--- start of Task data ---

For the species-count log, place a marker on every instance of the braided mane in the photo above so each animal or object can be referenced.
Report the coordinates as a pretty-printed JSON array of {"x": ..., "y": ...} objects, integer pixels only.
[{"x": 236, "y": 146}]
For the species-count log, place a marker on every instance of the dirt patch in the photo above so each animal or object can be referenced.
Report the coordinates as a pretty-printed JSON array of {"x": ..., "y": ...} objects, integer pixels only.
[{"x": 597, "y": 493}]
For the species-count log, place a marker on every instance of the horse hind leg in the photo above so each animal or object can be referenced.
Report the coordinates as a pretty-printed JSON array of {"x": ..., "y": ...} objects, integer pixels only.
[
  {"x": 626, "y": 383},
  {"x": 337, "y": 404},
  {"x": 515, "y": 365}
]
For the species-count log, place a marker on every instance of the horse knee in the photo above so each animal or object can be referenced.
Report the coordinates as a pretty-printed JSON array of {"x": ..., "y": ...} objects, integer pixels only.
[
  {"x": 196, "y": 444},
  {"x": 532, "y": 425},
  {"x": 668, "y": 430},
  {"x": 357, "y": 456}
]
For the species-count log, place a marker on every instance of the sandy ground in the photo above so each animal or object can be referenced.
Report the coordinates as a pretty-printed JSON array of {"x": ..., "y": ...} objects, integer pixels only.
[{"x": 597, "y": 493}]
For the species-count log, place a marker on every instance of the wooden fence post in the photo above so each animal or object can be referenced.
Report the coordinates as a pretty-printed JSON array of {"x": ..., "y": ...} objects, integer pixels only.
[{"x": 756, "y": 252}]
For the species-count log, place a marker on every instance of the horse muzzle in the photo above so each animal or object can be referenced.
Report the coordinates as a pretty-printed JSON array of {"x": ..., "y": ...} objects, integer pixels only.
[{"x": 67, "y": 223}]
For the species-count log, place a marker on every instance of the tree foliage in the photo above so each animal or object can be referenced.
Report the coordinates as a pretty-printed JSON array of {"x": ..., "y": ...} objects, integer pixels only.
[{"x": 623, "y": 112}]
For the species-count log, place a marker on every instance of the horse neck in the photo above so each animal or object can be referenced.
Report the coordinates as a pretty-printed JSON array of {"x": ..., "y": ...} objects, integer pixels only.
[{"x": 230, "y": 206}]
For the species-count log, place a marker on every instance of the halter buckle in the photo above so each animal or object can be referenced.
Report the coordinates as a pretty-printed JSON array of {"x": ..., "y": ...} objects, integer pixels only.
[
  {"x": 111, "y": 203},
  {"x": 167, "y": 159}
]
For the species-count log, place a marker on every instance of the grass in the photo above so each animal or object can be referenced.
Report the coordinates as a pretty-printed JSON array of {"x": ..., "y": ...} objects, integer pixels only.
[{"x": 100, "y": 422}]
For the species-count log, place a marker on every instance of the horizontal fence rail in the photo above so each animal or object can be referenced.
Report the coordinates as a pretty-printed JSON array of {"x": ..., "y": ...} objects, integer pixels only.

--- end of Task data ---

[Task details]
Recopy all the lines exactly as they appear.

[Completed task]
For the species-count log, place a marker on every instance of the braided mane in the photo above so each animal or object can be referenced.
Report the coordinates as a pretty-printed JSON array of {"x": ..., "y": ...} objects, integer pixels only.
[{"x": 236, "y": 146}]
For the species-count log, place a marker on every instance of the dirt patch in the photo above so each animal or object can be referenced.
Report the coordinates as a pretty-printed JSON array of {"x": ..., "y": ...} objects, integer pixels only.
[{"x": 597, "y": 493}]
For the species-count log, place a marker on every instance of the horse hind leg in the photo above so each animal or object can be referenced.
Report the coordinates as a pretty-printed JSON array of {"x": ..., "y": ...} objects, integer pixels only.
[
  {"x": 626, "y": 383},
  {"x": 337, "y": 404},
  {"x": 515, "y": 365}
]
For the species-count log, place a marker on every instance of the horse knee in the photo above so each animal or object can be referenced.
Report the coordinates as a pretty-printed JSON array of {"x": ..., "y": ...} objects, integer pixels only.
[
  {"x": 196, "y": 444},
  {"x": 532, "y": 425},
  {"x": 668, "y": 430},
  {"x": 357, "y": 456}
]
For the species-count log, place a marker on every instance of the sandy ground in the photo above so each animal or object can be referenced.
Report the coordinates as a pretty-printed JSON array of {"x": ..., "y": ...} objects, integer pixels only.
[{"x": 597, "y": 493}]
For the species-count log, place a marker on every instance of the wooden fence post in the photo above so each animal or object can be referenced.
Report the coordinates as a pretty-printed JSON array of {"x": ..., "y": ...} objects, integer pixels only.
[{"x": 756, "y": 252}]
For the species-count log, place a marker on every instance of the horse muzzle in the photo above so each animal or object can be referenced.
Report the coordinates as a pretty-printed JSON array of {"x": ..., "y": ...} objects, integer pixels only.
[{"x": 67, "y": 223}]
For the species-count log, place a marker on every instance of the tree foliage in the photo above so each animal or object can be referenced.
Report the coordinates as a pretty-printed JSON array of {"x": ..., "y": ...} objects, integer pixels only.
[{"x": 623, "y": 112}]
For the species-count log, place a marker on every instance of the horse neck in the photo above so each animal or object can be referenced.
Report the coordinates as a pretty-printed JSON array of {"x": ..., "y": ...} objects, integer pixels only.
[{"x": 230, "y": 206}]
For the species-count log, place a marker on every instance of the halter buckle in the photo above so each animal or object can be referenced.
Report the coordinates as a pretty-printed JSON array of {"x": ..., "y": ...} objects, integer pixels only.
[
  {"x": 111, "y": 203},
  {"x": 167, "y": 159}
]
For the species-count log, place a marker on every instance of the grass in the photo above so each animal or object can be referenced.
Report the coordinates as a pretty-printed JSON array of {"x": ..., "y": ...} objects, integer pixels only.
[{"x": 100, "y": 422}]
For the species-count log, place a marker on every instance of the horizontal fence rail in the photo above so each animal or object can be referenced.
Report the coordinates as a pretty-printed JSON array of {"x": ..., "y": ...} objects, integer pixels only.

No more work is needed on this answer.